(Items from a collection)
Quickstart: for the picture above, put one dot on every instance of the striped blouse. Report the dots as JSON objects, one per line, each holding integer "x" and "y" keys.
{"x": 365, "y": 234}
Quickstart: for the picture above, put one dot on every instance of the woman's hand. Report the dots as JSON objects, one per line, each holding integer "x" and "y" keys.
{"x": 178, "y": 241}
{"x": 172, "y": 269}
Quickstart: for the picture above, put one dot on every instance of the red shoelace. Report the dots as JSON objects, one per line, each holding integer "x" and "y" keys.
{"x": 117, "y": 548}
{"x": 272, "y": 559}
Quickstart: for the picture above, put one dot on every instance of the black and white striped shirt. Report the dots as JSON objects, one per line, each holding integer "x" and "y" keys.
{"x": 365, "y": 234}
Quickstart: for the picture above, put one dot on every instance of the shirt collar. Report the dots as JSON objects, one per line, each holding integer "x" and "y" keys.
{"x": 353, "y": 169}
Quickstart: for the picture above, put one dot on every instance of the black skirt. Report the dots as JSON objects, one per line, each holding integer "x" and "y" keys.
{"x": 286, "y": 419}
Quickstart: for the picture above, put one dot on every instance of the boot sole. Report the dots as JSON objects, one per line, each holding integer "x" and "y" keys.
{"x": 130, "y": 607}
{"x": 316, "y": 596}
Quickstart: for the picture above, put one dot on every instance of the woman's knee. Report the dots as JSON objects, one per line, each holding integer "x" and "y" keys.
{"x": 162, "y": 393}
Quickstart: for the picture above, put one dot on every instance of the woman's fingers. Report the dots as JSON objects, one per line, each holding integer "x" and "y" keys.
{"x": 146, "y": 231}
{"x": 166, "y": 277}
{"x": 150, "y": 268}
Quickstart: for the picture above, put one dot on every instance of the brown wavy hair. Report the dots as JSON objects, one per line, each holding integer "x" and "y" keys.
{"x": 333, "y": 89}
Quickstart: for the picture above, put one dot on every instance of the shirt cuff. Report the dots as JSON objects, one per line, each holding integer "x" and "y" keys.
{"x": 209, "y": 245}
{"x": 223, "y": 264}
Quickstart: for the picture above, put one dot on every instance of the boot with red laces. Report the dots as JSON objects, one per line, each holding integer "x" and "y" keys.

◆ Task description
Recast each line of the items above as a numbered list, omitting any blank lines.

◆ The completed task
1. Quickstart: for the picture above, put one dot on every instance of the striped blouse. Report the dots as JSON objects, one per line, each holding integer "x" and "y" keys.
2. {"x": 365, "y": 234}
3. Quickstart: for the picture above, put one dot on every instance of the woman's hand. Report the dots as JSON objects, one per line, each holding integer "x" and "y" keys.
4. {"x": 178, "y": 241}
5. {"x": 172, "y": 269}
6. Quickstart: for the picture above, put one dot on every instance of the red shoelace. Report the dots as JSON objects, one per line, each holding integer "x" and "y" keys.
7. {"x": 117, "y": 548}
8. {"x": 272, "y": 559}
9. Quickstart: for the picture above, put one dot on every instance of the black and white striped shirt. Report the dots as JSON objects, one per line, each holding integer "x" and "y" keys.
10. {"x": 365, "y": 234}
11. Quickstart: for the picture above, put one dot on every instance of the shirt collar. Report the dots as JSON objects, one per line, each holding integer "x" and "y" keys.
12. {"x": 353, "y": 169}
13. Quickstart: for the picture above, put one dot on every instance of the black skirt. Report the dots as JSON objects, one per line, each holding integer "x" and "y" keys.
14. {"x": 286, "y": 419}
15. Quickstart: for the picture above, put one dot on every instance of the boot sole. Report the dots as JSON objects, one per line, each holding integer "x" and "y" keys.
16. {"x": 130, "y": 607}
17. {"x": 316, "y": 596}
18. Quickstart: for the picture above, put one dot on every instance of the woman's knee. Report the dots as JSON objects, one per line, each holding integer "x" and "y" keys.
19. {"x": 162, "y": 393}
20. Quickstart: for the picture above, put one dot on every instance of the woman's fingers. Report the dots as JSON objects, one per line, each holding integer "x" and "y" keys.
21. {"x": 146, "y": 231}
22. {"x": 166, "y": 277}
23. {"x": 150, "y": 268}
24. Quickstart: for the picture above, put one dot on every instance of the brown wavy hair. Report the dots as JSON objects, one per line, each holding integer "x" and "y" keys.
25. {"x": 333, "y": 89}
26. Quickstart: for the picture above, put one dot on every instance of the shirt cuff. Report the dots as JSON objects, one per line, each holding integer "x" and "y" keys.
27. {"x": 209, "y": 245}
28. {"x": 223, "y": 264}
29. Quickstart: for the picture above, put one dot on every instance of the boot with red laces. Report the dots as JSON objects, one per line, each holding integer "x" and "y" keys.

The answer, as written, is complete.